Task instructions:
1. According to the housing prices notebook, how many data points were deleted during pre-processing, and why?
2. Reproduce everything in the housing prices notebook from "Features Dropped - due" down to "df = pd.read_csv(r'data/MOD_redfin_2020-02-01-16-52-40.csv')".

Supplied text:
Predicting Housing Prices Using Linear Regression¶

`1.1.0` Import Packages¶

import numpy as np
import matplotlib.pyplot as plt
import pandas as pd
import seaborn as sns
from sklearn.metrics import explained_variance_score,r2_score
from sklearn import linear_model

`2.1.0` Pre - Processing Raw Data¶

Features Dropped - due to irrelevance
- SALE TYPE,SOLD DATA,FAVORITE,INTERESTED,STATE,STATUS,NEXT OPEN HOUSE START TIME,NEXT OPEN HOUSE END TIME,SOURCE
Deleted 11 data points [22,32] - as they were housing plans and not real houses
HOA/MONTH - ignoring this feature as it has too many 60 missing data points to be reliable

# raw data
raw_df = pd.read_csv(r'data/RAW_redfin_2020-02-01-16-52-40.csv')
raw_df.shape

(131, 27)

# modified data
df = pd.read_csv(r'data/MOD_redfin_2020-02-01-16-52-40.csv')
df.shape

(120, 18)

[Stored items]
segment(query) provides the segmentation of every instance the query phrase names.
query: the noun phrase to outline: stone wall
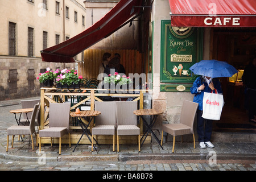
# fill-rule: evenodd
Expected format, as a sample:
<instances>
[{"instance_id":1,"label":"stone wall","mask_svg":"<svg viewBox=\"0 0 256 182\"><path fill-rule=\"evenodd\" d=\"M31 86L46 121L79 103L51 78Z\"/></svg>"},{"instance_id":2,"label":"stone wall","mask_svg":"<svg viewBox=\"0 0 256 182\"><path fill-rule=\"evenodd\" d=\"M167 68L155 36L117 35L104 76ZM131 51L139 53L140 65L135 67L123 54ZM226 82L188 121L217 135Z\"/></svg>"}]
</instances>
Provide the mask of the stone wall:
<instances>
[{"instance_id":1,"label":"stone wall","mask_svg":"<svg viewBox=\"0 0 256 182\"><path fill-rule=\"evenodd\" d=\"M0 56L0 101L40 96L36 77L44 69L75 68L75 63L43 62L39 57Z\"/></svg>"}]
</instances>

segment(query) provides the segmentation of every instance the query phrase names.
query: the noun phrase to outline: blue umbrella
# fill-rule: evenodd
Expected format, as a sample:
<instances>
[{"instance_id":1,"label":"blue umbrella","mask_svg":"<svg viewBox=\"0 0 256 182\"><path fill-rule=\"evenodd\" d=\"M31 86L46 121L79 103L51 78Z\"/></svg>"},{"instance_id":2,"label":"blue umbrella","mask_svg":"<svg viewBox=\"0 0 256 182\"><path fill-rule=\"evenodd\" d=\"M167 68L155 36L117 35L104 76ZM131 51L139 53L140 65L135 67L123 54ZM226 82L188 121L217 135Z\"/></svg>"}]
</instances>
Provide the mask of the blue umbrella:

Solutions for each task:
1. Eleven data points were deleted because they were housing plans and not real houses.

2.
Features Dropped - due to irrelevance
- SALE TYPE,SOLD DATA,FAVORITE,INTERESTED,STATE,STATUS,NEXT OPEN HOUSE START TIME,NEXT OPEN HOUSE END TIME,SOURCE
Deleted 11 data points [22,32] - as they were housing plans and not real houses
HOA/MONTH - ignoring this feature as it has too many 60 missing data points to be reliable

# raw data
raw_df = pd.read_csv(r'data/RAW_redfin_2020-02-01-16-52-40.csv')
raw_df.shape

(131, 27)

# modified data
df = pd.read_csv(r'data/MOD_redfin_2020-02-01-16-52-40.csv')